● **WHAT THIS TASK INVOLVES**
Write out, word for word, the part of the skills taxonomy post that begins at "It should help" and stops after "for our jobs’.".

● **EXTRACT TO READ**
+-------+

Developing a skills taxonomy

This morning’s mailing from the Marchmont Employment and Skills Observatory reports that NESTA have launched an interesting new Tool – a UK skills taxonomy:

“Skill shortages are costly and can hamper growth, but we don’t currently measure these shortages in a detailed or timely way. To address this challenge, we have developed the first data-driven skills taxonomy for the UK that is publicly available. A skills taxonomy provides a consistent way of measuring the demand and supply of skills. It can also help workers and students learn more about the skills that they need, and the value of those skills.” NESTA

It should help with careers guidance and is ideal for people looking at the return to differing career choices and how you get there. NESTA began with a list of just over 10,500 unique skills that had been mentioned within the descriptions of 41 million UK job adverts, collected between 2012 and 2017 and provided by Burning Glass Technologies. Machine learning was used to hierarchically cluster the skills. The more frequently two skills appeared in the same advert, the more likely it is that they ended up in the same branch of the taxonomy. The taxonomy therefore captures ‘the clusters of skills that we need for our jobs’.

+-------+

● **DATA SHOWN**
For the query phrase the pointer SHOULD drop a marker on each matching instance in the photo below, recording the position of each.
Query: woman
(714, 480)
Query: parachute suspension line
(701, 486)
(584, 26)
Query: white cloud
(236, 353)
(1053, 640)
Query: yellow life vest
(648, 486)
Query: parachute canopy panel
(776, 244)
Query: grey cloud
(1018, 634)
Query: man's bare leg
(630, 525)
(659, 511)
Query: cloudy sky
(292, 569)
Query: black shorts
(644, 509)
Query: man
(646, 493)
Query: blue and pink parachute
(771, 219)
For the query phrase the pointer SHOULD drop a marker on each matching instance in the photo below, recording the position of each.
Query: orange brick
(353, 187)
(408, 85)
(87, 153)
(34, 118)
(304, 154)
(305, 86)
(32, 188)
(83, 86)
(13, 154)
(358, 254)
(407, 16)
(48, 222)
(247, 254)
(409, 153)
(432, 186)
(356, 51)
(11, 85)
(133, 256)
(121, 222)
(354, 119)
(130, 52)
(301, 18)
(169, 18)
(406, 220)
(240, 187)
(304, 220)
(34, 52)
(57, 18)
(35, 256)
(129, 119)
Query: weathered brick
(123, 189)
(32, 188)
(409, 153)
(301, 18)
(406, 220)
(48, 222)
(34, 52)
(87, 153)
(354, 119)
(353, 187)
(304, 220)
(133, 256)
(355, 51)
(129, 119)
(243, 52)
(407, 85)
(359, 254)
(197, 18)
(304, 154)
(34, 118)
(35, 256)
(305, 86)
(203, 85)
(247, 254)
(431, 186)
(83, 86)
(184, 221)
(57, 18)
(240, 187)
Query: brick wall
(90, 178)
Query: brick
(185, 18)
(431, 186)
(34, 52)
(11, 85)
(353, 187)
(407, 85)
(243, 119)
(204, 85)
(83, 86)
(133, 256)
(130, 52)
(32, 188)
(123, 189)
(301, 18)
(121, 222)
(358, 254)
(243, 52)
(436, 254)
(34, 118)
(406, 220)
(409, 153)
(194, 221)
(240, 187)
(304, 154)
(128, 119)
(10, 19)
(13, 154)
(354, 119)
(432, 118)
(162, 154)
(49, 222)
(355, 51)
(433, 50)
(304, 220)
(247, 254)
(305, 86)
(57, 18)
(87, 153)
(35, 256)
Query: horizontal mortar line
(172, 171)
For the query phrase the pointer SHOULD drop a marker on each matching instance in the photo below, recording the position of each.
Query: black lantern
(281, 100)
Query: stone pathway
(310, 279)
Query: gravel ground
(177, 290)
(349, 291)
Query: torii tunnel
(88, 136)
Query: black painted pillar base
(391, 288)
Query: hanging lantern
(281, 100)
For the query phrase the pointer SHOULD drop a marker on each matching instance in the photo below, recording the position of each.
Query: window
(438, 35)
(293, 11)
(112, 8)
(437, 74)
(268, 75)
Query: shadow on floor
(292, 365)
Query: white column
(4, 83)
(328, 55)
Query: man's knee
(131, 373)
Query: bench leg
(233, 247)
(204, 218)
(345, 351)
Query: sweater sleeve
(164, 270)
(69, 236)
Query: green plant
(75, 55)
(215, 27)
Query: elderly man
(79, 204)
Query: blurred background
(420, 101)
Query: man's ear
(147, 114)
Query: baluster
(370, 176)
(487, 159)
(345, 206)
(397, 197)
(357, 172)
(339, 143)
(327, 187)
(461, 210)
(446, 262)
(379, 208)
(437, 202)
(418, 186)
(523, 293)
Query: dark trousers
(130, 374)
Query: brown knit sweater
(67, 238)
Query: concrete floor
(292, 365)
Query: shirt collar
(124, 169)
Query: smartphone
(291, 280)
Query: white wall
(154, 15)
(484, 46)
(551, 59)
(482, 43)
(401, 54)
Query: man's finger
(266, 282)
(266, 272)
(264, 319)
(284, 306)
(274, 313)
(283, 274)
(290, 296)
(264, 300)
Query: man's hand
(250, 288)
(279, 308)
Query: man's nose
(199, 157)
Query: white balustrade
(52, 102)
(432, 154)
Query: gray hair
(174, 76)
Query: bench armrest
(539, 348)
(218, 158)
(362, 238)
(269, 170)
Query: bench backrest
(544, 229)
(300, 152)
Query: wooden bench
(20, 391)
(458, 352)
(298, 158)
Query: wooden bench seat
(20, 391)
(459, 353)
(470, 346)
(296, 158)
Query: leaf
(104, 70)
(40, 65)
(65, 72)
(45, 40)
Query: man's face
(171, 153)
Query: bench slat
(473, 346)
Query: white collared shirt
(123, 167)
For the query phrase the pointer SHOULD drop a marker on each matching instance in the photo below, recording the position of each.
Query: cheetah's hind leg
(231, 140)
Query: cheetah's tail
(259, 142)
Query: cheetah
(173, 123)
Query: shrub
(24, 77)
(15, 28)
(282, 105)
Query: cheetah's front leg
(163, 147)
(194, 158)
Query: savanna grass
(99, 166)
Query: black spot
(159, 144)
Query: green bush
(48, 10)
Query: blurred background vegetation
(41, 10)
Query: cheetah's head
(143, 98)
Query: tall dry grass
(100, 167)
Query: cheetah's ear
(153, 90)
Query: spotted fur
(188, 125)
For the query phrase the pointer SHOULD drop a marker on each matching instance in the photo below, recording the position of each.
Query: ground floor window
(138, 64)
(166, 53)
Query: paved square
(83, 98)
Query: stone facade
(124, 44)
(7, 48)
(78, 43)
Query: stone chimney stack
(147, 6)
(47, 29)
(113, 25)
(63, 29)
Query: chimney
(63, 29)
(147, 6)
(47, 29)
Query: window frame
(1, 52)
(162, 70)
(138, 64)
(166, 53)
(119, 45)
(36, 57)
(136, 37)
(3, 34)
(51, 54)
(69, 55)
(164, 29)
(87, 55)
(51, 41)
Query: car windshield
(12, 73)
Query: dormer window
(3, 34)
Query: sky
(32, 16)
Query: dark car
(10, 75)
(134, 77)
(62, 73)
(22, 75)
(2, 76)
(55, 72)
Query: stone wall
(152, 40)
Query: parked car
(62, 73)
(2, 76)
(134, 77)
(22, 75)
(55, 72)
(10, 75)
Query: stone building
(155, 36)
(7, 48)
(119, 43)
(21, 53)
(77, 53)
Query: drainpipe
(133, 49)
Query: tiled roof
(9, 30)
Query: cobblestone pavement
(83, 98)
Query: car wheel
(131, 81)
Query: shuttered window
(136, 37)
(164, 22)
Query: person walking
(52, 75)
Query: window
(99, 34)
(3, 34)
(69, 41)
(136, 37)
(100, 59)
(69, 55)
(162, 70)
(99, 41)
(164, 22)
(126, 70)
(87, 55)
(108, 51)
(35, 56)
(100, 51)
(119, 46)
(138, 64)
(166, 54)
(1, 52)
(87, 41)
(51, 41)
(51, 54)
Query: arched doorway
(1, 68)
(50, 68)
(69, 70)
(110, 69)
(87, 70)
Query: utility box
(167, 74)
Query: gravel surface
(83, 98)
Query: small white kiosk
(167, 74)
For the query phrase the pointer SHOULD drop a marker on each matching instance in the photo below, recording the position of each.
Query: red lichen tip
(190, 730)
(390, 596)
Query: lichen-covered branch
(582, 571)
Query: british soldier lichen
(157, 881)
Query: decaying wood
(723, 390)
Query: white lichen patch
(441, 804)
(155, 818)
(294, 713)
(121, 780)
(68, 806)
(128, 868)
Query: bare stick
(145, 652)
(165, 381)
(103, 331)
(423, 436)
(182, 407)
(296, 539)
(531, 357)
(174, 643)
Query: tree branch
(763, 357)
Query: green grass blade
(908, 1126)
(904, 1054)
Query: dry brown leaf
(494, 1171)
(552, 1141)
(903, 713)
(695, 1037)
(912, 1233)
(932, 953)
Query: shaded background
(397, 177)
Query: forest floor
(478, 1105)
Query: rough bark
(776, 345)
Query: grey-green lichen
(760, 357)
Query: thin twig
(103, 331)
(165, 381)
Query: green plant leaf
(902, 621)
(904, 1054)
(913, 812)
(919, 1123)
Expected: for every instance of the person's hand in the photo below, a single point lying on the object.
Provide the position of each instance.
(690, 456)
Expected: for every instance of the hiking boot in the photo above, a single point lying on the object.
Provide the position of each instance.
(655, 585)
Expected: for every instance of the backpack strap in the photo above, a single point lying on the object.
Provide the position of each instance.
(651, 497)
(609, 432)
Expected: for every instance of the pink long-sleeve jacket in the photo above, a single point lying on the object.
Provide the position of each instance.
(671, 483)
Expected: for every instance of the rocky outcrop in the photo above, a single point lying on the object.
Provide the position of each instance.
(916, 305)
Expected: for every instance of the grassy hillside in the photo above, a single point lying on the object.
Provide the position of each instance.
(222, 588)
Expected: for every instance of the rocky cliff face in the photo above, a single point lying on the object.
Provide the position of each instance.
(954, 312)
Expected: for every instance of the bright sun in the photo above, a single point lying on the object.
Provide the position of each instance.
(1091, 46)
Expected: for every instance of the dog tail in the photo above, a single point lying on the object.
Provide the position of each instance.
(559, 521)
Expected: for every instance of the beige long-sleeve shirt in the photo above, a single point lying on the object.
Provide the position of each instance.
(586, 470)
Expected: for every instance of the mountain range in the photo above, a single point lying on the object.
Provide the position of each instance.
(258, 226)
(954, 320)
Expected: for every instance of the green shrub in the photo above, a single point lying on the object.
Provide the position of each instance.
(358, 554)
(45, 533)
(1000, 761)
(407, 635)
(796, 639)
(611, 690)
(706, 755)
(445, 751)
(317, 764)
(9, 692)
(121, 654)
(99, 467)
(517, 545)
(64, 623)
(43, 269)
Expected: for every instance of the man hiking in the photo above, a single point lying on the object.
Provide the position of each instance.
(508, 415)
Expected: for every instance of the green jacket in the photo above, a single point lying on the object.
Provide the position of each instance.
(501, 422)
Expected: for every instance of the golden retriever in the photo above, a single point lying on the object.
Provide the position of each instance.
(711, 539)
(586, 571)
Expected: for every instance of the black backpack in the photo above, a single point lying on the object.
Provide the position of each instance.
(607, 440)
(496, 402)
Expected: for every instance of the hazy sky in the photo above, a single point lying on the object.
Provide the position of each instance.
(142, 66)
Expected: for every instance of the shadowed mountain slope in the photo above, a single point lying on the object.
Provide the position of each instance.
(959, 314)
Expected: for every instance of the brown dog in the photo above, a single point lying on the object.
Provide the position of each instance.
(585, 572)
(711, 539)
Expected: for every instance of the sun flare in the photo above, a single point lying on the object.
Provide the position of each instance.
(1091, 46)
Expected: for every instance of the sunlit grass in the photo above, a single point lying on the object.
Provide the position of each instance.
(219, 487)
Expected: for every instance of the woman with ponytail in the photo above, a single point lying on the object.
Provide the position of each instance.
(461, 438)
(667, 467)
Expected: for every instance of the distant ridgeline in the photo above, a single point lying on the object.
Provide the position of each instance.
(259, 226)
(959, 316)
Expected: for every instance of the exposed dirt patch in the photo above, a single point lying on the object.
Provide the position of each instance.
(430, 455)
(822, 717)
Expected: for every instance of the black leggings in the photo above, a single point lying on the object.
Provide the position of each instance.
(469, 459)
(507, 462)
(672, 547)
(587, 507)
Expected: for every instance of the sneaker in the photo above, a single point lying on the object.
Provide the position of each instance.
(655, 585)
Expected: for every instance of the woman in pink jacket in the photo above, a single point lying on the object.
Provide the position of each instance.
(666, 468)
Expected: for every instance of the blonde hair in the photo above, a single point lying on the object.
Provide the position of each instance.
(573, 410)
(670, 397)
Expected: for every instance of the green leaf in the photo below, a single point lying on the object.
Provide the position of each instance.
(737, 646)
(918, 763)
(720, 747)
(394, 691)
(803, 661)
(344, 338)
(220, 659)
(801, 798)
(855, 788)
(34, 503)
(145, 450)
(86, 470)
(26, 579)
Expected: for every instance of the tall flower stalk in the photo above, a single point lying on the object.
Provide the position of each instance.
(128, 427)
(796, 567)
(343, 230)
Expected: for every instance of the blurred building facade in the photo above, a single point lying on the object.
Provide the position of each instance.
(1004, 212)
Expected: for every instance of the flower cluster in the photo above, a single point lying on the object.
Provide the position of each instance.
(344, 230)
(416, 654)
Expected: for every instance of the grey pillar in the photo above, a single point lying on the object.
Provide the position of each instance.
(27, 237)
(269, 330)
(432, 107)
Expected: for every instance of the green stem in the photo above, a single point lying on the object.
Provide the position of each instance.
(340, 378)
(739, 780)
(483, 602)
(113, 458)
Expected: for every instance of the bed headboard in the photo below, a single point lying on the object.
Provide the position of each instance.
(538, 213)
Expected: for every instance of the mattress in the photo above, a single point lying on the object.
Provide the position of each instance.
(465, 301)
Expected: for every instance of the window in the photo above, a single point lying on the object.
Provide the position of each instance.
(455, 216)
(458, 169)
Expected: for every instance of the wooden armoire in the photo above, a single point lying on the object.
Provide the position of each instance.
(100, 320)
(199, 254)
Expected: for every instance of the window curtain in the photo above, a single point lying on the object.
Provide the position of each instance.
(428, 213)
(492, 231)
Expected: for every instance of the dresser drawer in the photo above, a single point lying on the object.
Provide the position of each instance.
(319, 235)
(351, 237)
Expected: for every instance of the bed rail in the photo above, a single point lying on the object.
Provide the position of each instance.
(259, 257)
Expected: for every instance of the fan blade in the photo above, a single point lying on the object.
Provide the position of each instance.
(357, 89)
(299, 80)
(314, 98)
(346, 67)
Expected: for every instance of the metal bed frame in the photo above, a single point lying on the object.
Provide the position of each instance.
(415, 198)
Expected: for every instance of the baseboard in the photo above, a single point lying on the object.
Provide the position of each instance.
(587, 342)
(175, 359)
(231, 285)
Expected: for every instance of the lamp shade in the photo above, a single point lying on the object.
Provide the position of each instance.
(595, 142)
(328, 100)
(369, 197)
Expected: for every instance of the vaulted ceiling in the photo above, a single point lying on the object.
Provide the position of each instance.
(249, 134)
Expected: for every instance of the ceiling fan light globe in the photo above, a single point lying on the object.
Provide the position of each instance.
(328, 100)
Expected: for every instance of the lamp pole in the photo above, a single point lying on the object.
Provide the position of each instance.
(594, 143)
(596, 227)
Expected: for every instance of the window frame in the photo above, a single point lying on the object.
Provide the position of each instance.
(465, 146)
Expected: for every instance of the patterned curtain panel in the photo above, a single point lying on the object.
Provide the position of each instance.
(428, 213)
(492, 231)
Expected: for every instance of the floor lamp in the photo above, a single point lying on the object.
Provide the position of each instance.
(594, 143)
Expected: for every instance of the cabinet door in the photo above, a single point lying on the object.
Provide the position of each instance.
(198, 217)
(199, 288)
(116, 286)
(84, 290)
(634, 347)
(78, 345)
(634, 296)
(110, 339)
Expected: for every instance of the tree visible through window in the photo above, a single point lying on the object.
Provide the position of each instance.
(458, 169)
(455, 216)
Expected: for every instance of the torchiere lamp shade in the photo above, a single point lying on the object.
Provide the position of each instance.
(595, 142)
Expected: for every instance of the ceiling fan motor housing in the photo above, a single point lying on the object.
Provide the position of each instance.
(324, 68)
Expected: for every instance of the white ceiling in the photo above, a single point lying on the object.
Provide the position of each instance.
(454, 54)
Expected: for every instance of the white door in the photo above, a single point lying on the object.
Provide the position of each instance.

+-------+

● **REPLY TO THE TASK**
It should help with careers guidance and is ideal for people looking at the return to differing career choices and how you get there. NESTA began with a list of just over 10,500 unique skills that had been mentioned within the descriptions of 41 million UK job adverts, collected between 2012 and 2017 and provided by Burning Glass Technologies. Machine learning was used to hierarchically cluster the skills. The more frequently two skills appeared in the same advert, the more likely it is that they ended up in the same branch of the taxonomy. The taxonomy therefore captures ‘the clusters of skills that we need for our jobs’.